Dataset rows:
:::

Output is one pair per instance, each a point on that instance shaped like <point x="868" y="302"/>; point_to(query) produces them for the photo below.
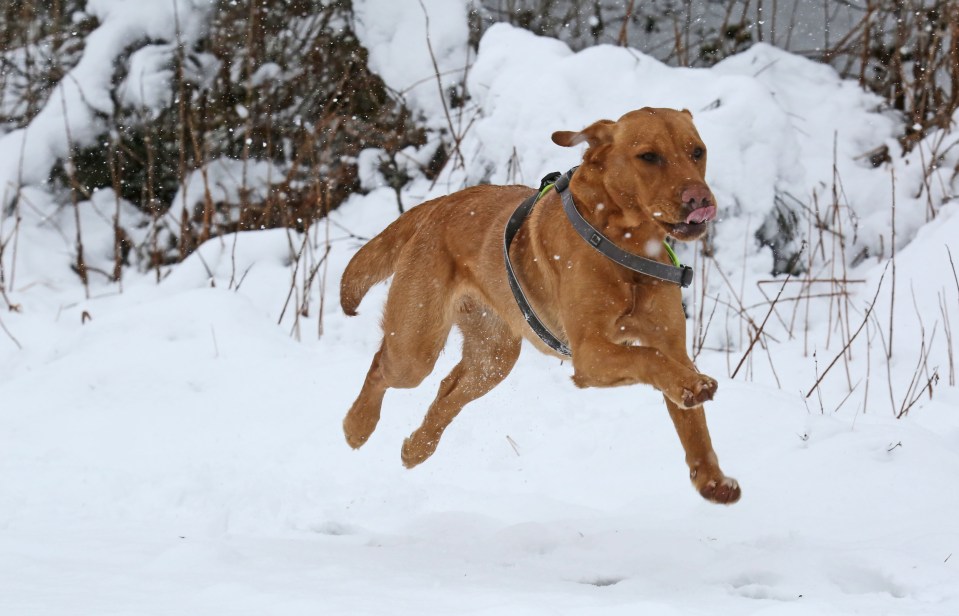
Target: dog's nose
<point x="699" y="204"/>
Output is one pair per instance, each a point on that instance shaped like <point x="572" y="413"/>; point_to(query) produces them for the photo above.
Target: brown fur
<point x="623" y="328"/>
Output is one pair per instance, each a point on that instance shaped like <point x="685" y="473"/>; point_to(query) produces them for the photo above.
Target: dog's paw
<point x="724" y="490"/>
<point x="417" y="450"/>
<point x="699" y="389"/>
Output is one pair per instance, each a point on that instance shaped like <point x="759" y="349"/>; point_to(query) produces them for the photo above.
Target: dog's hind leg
<point x="490" y="351"/>
<point x="416" y="324"/>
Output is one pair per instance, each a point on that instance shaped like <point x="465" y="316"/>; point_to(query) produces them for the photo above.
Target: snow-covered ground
<point x="175" y="448"/>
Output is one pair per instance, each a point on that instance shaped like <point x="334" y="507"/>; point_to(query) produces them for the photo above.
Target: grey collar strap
<point x="681" y="275"/>
<point x="512" y="227"/>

:::

Problem description: Rewrite the entries above, changing every "dog's" to "the dog's" and keeping everything else the same. Omit the pictures from your version.

The output:
Output is one pair per instance, each a point on that instance shaped like <point x="868" y="302"/>; point_to(query) produces them for the photo below.
Target: the dog's nose
<point x="699" y="204"/>
Output is one pair per instance, each a point on that instance shaped like <point x="572" y="413"/>; point_to(query) produces them for the photo above.
Target: brown fur
<point x="623" y="328"/>
Output is one pair per instance, each a point on that instance shaped like <point x="685" y="473"/>; point_to(query) produces them for the photo above.
Target: the dog's paw
<point x="724" y="490"/>
<point x="417" y="450"/>
<point x="699" y="389"/>
Output is one pair per instance, each a point on that instance shaped like <point x="759" y="349"/>; point_to(query) produces them for the photo above.
Target: the dog's hind leg
<point x="490" y="351"/>
<point x="416" y="324"/>
Output is one pair per instance, each a point on that instance shaped like <point x="465" y="316"/>; point_to(query) produces them for the photo above.
Target: snow-covered ground
<point x="175" y="448"/>
Output is one pair per instance, each a point on that instance shaped like <point x="334" y="507"/>; point_to(query) produces them for the photo above.
Target: grey collar strap
<point x="681" y="275"/>
<point x="512" y="227"/>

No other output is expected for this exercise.